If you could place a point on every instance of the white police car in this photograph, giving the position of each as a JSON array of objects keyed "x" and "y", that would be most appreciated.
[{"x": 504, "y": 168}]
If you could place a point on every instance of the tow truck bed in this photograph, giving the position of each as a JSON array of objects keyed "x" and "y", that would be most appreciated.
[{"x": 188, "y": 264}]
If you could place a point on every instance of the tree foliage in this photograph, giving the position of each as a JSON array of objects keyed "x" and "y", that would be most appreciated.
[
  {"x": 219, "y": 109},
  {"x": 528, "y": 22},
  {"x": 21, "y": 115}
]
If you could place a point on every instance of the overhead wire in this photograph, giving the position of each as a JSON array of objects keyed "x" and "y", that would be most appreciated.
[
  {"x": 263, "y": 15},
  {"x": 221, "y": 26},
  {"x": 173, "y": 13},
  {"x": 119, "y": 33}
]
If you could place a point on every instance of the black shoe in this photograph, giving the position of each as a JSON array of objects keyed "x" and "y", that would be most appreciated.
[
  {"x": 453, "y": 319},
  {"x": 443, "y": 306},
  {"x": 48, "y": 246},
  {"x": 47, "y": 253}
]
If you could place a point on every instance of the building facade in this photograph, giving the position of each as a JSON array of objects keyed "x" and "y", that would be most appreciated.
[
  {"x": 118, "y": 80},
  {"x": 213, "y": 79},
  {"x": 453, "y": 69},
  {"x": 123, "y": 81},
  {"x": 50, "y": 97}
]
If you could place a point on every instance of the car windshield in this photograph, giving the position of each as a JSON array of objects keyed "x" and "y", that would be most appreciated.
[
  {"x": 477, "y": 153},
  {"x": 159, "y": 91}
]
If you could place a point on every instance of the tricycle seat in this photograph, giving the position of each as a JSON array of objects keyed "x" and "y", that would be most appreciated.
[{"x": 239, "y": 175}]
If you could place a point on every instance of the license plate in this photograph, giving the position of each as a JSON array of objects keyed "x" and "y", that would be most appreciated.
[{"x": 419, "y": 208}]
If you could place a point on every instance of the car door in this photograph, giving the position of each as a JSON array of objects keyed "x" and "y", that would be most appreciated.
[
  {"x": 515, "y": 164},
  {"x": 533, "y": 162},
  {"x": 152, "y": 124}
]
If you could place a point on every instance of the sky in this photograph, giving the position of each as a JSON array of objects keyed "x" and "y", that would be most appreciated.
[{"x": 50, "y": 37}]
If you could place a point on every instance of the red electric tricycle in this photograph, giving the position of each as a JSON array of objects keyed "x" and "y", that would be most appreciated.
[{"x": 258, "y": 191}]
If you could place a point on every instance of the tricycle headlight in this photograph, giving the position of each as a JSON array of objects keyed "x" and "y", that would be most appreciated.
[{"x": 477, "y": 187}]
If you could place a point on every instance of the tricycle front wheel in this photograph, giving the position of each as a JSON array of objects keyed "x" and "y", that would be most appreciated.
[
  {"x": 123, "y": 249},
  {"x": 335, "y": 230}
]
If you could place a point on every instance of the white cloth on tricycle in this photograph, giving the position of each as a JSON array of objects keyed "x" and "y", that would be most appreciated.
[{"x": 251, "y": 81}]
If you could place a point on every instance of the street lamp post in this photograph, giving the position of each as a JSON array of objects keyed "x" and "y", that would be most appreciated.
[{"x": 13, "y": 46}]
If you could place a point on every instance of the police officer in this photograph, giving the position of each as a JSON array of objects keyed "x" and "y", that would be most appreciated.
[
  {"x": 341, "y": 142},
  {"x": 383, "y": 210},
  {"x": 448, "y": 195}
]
....................
Rewrite the part of the items that opens with the line containing "of the street" and runs through the last item, replacing "police officer" with "traffic officer" and leaving everything else unchanged.

If you could place a point on every instance of the street lamp post in this photograph, giving the position of each as a JSON array of objects keyed "x" and "y", that would be most appreciated.
[{"x": 13, "y": 46}]
If you could place a point on every instance of the traffic officer in this photograph, giving the position of each as a JSON array of objects keyed "x" and "y", that would be most appreciated.
[
  {"x": 341, "y": 142},
  {"x": 383, "y": 210},
  {"x": 448, "y": 195}
]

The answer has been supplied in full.